■ TEXT SEGMENT
_ _ _

When he took over as CEO six years ago, the new boss appeared to be rather different from the standard CEO model — hawk-eyed, sharp-tounged, and no-nonsense with a stiff upper-lip. This one was affable, all willing to smile at even class-four staff. He was middle-aged but very fit, and propagated physical exercise as a value for everybody without exception, women included. Initially, most staffers did not take his stress on exercise seriously. But slowly, he started insisting that everybody got involved in some or the other fitness programme. To many, this insistence was almost draconian, autocratic. “Why should we burn ourselves with exercise which we don’t need?”, many would ask. So, as he began his stint as CEO, the new boss appeared headed for failure.
However, things started changing slowly as some people in the company started seeing the benefits of what the boss was preaching and practising him-self. Slowly, the number of staffers who started some fitness programme grew, and the company reported better performance at all levels. Within two-three years, the company started posting great results. And to a newspaper reporter who asked him the secret of this success, the CEO responded, “We owe our better performance to our fitness culture.” The reporter was askance, but did not say a word; his report stated it all.
Increasing numbers of corporate houses are now insisting upon fitness as a value for their staffs. As modern day stress increases with the fast paced work environment the Fitness culture, thus, is no more a matter of someone’s fancy or whim. It is, on the contrary, becoming a corporate need in the rapidly changing times where every person is expected to perform at the best of his or her physical capacity without falling ill or without giving way to some stealth infection gobbling up good health.
However, CEOs in non-corporate business have to face stiff opposition from various levels of staff to the good idea of fitness. The difficulty is that young people do not feel the immediate need to start a fitness programme because their young bodies are fit enough to carry on trough the stress and strain of work. But as age advances into forties every person starts feeling the heat of failing health. And then they wake up — rather too late.
I have considered this issue previously as well, and have stressed the importance of fitness as an important attribute of a successful person in any field. Yet, unfortunately, fitness culture is yet to spread in Indian workplace as a given. What one sees on the contrary is a tendency towards easy-going lifestyle that appears all right on the surface but involves many health risks. Naturally, health insurance business has flourished over the years, which is by itself welcome. But, the best health insurance is good health itself maintained through regular exercise and simple life-style.
Of course, in many workplaces, facilities for exercise and sports are provided as part of the official package. But the number of such workplaces is small, indicating that fitness culture is yet to find firm footing in Indian business. Perhaps, a sustained campaign by individual companies and a major thrust by the Government may make the difference. But until the Government rises from its slumber, managements will have to shoulder the burden.

_ _ _

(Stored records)
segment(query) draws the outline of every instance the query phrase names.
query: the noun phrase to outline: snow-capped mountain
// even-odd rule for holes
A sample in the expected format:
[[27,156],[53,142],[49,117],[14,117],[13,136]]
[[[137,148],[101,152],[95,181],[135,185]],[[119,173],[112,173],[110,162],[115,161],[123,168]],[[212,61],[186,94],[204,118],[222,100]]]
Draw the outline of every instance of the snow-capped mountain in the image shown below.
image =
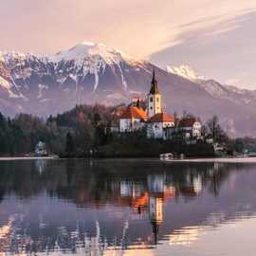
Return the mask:
[[169,73],[183,77],[192,82],[197,80],[205,80],[204,77],[199,76],[195,69],[188,64],[181,64],[180,66],[167,65],[166,70]]
[[80,103],[118,104],[146,96],[155,69],[165,108],[203,120],[218,115],[231,135],[256,135],[256,93],[206,80],[192,68],[163,70],[101,44],[54,55],[0,52],[0,111],[55,115]]

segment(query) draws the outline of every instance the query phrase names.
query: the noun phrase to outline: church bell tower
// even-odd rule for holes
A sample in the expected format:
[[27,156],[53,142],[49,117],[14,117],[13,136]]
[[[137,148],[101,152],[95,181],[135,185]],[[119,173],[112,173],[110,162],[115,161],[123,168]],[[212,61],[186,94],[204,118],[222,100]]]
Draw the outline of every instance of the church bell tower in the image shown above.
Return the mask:
[[162,113],[162,104],[161,104],[161,94],[158,90],[157,81],[155,77],[155,69],[153,71],[153,78],[151,82],[151,89],[148,94],[148,117],[149,119],[155,116],[155,114]]

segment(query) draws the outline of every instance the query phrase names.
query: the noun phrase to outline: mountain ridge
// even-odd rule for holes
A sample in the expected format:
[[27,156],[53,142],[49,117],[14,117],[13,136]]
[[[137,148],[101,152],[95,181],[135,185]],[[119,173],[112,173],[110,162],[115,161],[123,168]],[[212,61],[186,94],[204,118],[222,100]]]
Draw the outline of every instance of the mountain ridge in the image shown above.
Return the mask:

_ _ _

■ TASKS FOR THIS EXERCISE
- a) Repeat the passage from the piece on workplace fitness, starting at "However, CEOs in" and ending at "rather too late.".
- b) Decide whether each statement agrees with the piece on workplace fitness: (i) the new CEO was middle-aged; (ii) the reporter openly challenged the CEO's explanation; (iii) fitness culture has become a given in Indian workplaces. Answer yes or no for each and quote the words that decide it.
You won't need the records for this.

■ RESULTS OF THE TASKS
- a)
However, CEOs in non-corporate business have to face stiff opposition from various levels of staff to the good idea of fitness. The difficulty is that young people do not feel the immediate need to start a fitness programme because their young bodies are fit enough to carry on trough the stress and strain of work. But as age advances into forties every person starts feeling the heat of failing health. And then they wake up — rather too late.

- b)
(i) Yes: "He was middle-aged but very fit"
(ii) No: "The reporter was askance, but did not say a word"
(iii) No: "fitness culture is yet to spread in Indian workplace as a given"